→ To do:
Answer these questions using the orgize thread below:
(a) Where did the person who opened the issue first find the project?
(b) According to worg, what state is the spec in?
(c) What does the first reply compare the proposed corpus of edge cases to?

→ Supplied text:
PoiScript / orgize

A Rust library for parsing org-mode files.
https://poiscript.github.io/orgize/
MIT License
289 stars 35 forks source link

Idea for collaboration #51

Open gitonthescene opened 3 years ago

gitonthescene commented 3 years ago

Hello, I found your project from the worg tools list. First, sorry for the semi-spam nature of this issue. I had a notion for a project that the org community might find useful and I'm looking for feedback. Feel free to close this issue if it doesn't sound useful to you.

My idea is to start a list of org-mode snippets which can serve as a test bed for people developing tools. The idea is that having a separate collection of examples makes it easier for others in the community to benefit from the examples developed through communication with users.

Users could use these samples to try to construct minimal examples of issues they're having and/or contribute examples there which others could benefit from. Exactly how it will take shape is still up in the air.

These samples could also serve as a place to discuss ideas about how to develop the grammar itself. According to worg, the spec is still in draft state.

There's not much there at the moment. Mostly because I don't want to commit too early to what seems like it might be useful. I'll add more examples as I go.

If you like the concept and/or want to contribute and/or just want to offer feedback, I'd very much appreciate it.

Again, sorry for the spam.

calmofthestorm commented 3 years ago

IMO not spam at all, thank you for sharing and interesting and completely topical project. The issues on this repo (both open and closed) have a number of edge cases @PoiScript and I have discussed.

I like the idea of a corpus of ambiguous/tricky/edge case/etc that can be used for testing, analogous to the big list of naughty strings. It would be a helpful artifact.

Ideally there would be one totally unambiguous Org grammar that all parsers would respect. Unfortunately at this point, I think that ship has sailed. That does not mean it cannot be done, but that it would be very hard. I wish you well but am not optimistic:-)

The next best thing is clear and precise documentation of edge case behavior. @PoiScript and I have disagreed on how a few edge cases should be interpreted, and that's fine. You could imagine that a parser could come with a test suite which clearly specifies its expected behavior for each of the edge cases in the corpus, thus preventing regressions, unexpected changes, etc, even if different parsers disagree. You could also imagine a linter tool that would warn about ambiguous cases in org files.

I think that it's frustrating to try to create a completely unambiguous parser for a language without an unambiguous formal specification. The approach I am currently taking is a bit different, and while it suffices for my needs, it is less satisfying. I would like to precisely specify a minimal grammar specifying a hierarchy of headlines and the "body" of each unambiguously (possibly a few other things like properties drawer, planning, etc). For the most part I am using "whatever Org mode does" as the source of truth there, but IIRC there are edge cases where different Org mode commands do different things.

→ Data records:
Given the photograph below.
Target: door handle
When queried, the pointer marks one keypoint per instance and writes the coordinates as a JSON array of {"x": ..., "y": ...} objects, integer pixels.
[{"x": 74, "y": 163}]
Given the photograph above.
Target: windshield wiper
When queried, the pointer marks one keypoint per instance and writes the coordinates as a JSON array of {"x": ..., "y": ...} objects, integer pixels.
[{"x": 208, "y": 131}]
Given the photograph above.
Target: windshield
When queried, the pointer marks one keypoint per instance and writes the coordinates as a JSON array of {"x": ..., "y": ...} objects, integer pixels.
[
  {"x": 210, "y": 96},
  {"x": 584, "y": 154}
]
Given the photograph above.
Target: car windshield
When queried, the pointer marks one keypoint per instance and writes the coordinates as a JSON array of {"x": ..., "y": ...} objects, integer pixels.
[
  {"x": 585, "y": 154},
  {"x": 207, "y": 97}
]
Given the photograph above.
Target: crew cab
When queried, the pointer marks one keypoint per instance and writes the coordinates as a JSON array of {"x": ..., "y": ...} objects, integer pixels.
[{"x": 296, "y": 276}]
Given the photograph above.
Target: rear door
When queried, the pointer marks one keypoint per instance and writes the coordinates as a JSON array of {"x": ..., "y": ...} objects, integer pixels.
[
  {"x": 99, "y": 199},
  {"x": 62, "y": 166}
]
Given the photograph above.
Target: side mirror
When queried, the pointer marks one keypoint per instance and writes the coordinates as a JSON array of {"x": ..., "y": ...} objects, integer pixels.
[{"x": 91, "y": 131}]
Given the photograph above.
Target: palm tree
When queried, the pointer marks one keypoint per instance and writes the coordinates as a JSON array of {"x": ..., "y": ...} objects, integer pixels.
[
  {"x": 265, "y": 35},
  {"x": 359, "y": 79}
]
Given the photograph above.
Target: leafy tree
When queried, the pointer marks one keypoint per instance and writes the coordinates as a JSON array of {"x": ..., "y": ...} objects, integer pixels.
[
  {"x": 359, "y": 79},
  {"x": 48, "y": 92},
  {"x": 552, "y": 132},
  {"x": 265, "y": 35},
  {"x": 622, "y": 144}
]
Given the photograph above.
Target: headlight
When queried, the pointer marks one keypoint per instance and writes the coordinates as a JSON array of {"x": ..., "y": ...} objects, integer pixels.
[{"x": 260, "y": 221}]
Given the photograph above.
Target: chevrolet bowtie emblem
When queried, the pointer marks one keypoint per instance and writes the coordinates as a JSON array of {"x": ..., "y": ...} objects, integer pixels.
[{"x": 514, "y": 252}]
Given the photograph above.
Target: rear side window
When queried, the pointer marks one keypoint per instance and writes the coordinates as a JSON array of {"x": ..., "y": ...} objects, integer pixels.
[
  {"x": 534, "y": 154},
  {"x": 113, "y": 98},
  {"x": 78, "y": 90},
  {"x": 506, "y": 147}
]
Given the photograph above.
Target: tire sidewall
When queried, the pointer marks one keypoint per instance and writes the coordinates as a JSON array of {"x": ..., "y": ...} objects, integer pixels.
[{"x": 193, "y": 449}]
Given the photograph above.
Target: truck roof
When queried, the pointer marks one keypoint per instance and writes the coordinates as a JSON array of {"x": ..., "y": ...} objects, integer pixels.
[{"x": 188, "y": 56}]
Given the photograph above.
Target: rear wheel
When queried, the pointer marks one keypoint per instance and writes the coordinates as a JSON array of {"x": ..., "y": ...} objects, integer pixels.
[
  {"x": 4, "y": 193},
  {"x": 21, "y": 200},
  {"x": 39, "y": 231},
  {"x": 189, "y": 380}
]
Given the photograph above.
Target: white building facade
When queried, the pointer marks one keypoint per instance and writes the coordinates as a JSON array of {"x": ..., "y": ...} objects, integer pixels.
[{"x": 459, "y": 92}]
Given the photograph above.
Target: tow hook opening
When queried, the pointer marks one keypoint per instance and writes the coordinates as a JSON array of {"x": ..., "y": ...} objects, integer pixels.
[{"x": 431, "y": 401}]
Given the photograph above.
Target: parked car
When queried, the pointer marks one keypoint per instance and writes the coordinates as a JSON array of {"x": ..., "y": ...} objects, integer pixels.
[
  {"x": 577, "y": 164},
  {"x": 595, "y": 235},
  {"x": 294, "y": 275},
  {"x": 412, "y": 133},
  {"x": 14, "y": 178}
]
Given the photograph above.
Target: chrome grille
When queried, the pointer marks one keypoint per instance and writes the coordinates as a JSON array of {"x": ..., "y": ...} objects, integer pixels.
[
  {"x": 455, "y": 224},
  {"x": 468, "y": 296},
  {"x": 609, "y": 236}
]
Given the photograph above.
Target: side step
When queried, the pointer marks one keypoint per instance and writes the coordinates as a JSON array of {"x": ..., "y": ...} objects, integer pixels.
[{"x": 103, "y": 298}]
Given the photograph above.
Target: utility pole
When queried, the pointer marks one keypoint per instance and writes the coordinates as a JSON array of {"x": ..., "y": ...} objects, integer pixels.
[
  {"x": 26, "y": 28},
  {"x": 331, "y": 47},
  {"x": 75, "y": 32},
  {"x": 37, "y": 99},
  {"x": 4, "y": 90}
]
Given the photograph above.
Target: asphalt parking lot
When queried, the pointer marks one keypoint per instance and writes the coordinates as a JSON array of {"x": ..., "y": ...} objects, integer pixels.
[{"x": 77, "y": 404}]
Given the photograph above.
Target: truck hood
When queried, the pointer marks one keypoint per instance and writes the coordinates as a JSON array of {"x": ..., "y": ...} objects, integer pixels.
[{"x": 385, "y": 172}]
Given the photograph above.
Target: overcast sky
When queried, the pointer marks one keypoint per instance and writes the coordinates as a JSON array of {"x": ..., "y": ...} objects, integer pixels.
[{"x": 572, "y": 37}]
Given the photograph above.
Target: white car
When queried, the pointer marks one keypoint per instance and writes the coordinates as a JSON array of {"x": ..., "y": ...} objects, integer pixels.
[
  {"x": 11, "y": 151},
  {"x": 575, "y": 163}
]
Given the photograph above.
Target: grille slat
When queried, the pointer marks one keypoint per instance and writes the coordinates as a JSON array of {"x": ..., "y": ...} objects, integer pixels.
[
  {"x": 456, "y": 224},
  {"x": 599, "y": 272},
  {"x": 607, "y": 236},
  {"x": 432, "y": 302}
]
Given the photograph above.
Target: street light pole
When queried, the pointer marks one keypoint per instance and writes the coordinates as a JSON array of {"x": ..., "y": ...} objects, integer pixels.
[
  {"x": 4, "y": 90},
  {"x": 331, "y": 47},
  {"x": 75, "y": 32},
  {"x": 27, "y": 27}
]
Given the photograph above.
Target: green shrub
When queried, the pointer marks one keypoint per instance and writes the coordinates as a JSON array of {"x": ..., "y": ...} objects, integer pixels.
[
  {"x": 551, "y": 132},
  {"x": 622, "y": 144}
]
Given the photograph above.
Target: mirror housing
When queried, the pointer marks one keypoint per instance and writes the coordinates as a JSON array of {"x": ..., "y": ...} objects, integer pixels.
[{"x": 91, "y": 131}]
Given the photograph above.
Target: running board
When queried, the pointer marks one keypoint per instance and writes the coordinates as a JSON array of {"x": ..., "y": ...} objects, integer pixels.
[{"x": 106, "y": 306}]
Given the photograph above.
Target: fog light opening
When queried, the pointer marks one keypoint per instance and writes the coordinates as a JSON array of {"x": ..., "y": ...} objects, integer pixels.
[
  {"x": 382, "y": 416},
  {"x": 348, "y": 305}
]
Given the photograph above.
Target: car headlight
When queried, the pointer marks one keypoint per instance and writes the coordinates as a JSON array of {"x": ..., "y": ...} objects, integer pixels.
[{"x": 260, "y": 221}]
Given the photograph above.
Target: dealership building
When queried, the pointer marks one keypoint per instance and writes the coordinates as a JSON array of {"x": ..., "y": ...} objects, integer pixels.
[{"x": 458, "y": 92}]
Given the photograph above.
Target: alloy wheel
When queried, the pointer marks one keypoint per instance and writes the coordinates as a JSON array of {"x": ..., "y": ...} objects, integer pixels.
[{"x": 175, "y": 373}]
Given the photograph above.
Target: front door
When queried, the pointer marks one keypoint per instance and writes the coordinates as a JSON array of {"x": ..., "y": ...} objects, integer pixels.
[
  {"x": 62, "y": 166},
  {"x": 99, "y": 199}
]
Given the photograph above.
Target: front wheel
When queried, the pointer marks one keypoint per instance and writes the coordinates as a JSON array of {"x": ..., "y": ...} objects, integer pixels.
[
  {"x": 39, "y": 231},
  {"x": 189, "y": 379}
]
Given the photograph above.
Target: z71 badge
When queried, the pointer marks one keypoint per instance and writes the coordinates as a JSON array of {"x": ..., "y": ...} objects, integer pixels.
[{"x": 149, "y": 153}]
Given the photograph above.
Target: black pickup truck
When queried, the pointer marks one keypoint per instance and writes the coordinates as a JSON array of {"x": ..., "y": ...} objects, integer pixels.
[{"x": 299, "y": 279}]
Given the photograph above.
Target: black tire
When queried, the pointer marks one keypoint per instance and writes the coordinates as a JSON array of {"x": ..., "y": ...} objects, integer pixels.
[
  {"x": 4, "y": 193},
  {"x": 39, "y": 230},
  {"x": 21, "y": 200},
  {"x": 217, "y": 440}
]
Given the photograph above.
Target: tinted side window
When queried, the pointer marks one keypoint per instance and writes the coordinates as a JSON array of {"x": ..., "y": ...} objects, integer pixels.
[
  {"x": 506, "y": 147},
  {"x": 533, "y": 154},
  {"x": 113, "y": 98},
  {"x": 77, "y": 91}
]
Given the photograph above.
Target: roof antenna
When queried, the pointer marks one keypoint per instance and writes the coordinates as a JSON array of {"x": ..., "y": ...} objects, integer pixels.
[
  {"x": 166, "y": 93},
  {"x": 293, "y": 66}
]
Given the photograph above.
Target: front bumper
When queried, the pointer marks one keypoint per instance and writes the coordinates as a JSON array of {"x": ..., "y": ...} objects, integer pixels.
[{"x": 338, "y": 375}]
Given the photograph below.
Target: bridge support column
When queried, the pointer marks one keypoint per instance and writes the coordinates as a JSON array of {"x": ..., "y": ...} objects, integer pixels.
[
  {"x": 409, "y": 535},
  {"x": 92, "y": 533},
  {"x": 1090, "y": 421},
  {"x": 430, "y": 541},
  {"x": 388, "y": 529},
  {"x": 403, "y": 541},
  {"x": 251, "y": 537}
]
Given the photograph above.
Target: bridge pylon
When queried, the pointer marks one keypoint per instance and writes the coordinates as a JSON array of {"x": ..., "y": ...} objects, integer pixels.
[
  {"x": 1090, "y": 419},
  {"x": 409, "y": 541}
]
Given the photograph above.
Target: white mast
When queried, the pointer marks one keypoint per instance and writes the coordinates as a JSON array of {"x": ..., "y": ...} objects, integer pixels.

→ Written answer:
(a) The worg tools list.
(b) It is still in draft state.
(c) The big list of naughty strings.